Best Strategy Board Games

Teaching gifted students over the years gave me the opportunity to discover the best strategy board games for kids. If the game held their interest, challenged them, and helped develop critical thinking, then it was a winner. It became apparent over the years which were the perennial favorites as students were quick to call “dibs” on certain games.

Overall, these were the best strategy board games and favorites with my students:

Othello: This game is great for new students because it really is a “minute to learn, a lifetime to master”. On each turn, players flank the discs of the opposing player between two of their own. Once captured, the double-sided discs are flipped over and become the opposite color. Our students came up with quick and interesting strategies.


Abalone: Our boy students especially loved to play this game of strategy. This game is very popular in many countries and is easy to learn. Pushing the large marbles is fun, especially when you push your opponent’s marble right off the board! This is a game where it is worth taking the time to make sure children understand the rules. Such as: Two marbles can push one marble and three marbles can push one or two of your opponent’s marbles. However, an equal number of marbles cannot push each other. This can be difficult for younger students to remember, so I made a little reminder card to refer to during play.


Ravensburger Labyrinth:  Labyrinth has been around since the late 80’s and is another favorite of our gifted students. This game of mazes requires planning and the ability to think ahead. Although an older game, the theme of fantasy is current for today’s youth as it features a cast of mythical characters including a dragon, a princess, a ghost, a genie, and flying creatures like bats and owls. This is an action-packed game of mystery.

   
Quarto :  As educators we liked this game for teaching deductive reasoning. Playing pieces have several attributes (color, shape, size, etc) which must be considered in play and this makes the game fun and challenging. The most popular game that uses deductive reasoning is,  Set: The Family Game of Visual Perception, I chose not to list this as a top choice, only because most families already own this card game. However, if you don’t, it is a must have!

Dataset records

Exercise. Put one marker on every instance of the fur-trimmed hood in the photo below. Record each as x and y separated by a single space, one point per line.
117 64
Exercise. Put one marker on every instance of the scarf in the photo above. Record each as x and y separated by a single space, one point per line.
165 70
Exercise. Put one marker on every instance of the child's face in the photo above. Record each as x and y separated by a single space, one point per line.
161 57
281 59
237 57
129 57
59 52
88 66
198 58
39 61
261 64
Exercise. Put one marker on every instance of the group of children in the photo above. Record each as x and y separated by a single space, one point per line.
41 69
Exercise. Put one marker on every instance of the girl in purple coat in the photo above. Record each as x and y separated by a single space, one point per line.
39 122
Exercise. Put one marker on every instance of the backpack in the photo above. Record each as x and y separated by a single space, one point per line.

---

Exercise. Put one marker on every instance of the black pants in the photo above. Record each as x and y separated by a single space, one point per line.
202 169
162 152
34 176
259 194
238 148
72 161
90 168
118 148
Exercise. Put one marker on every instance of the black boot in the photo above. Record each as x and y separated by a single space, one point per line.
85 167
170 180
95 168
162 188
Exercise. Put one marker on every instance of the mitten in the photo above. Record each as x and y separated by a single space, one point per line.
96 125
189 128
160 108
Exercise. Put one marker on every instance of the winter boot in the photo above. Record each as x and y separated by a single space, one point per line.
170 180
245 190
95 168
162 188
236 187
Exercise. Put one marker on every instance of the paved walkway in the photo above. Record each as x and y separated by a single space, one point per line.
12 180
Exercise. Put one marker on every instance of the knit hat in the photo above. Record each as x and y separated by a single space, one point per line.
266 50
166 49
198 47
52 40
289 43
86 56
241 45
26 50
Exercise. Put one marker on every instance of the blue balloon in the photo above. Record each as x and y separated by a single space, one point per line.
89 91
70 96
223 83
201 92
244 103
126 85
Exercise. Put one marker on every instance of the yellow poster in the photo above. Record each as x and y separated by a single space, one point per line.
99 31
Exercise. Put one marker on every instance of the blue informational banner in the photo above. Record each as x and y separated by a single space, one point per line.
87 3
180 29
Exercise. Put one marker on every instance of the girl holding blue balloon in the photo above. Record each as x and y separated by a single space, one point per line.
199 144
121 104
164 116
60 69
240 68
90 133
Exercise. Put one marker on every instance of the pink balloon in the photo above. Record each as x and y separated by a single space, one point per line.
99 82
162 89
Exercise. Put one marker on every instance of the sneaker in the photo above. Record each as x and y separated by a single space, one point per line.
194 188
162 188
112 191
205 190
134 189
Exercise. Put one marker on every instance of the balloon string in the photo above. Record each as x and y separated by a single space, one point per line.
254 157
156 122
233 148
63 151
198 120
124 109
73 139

WHAT YOU WILL DO:
A. According to the strategy board games article, how long has Labyrinth been around?
B. Rewrite the part of the strategy board games article starting with "Ravensburger Labyrinth:  Labyrinth" and going on through "game of mystery.", substituting "unicorn" for "dragon".

THE RESPONSES:
A. Since the late 80's.

B.
Ravensburger Labyrinth:  Labyrinth has been around since the late 80’s and is another favorite of our gifted students. This game of mazes requires planning and the ability to think ahead. Although an older game, the theme of fantasy is current for today’s youth as it features a cast of mythical characters including a unicorn, a princess, a ghost, a genie, and flying creatures like bats and owls. This is an action-packed game of mystery.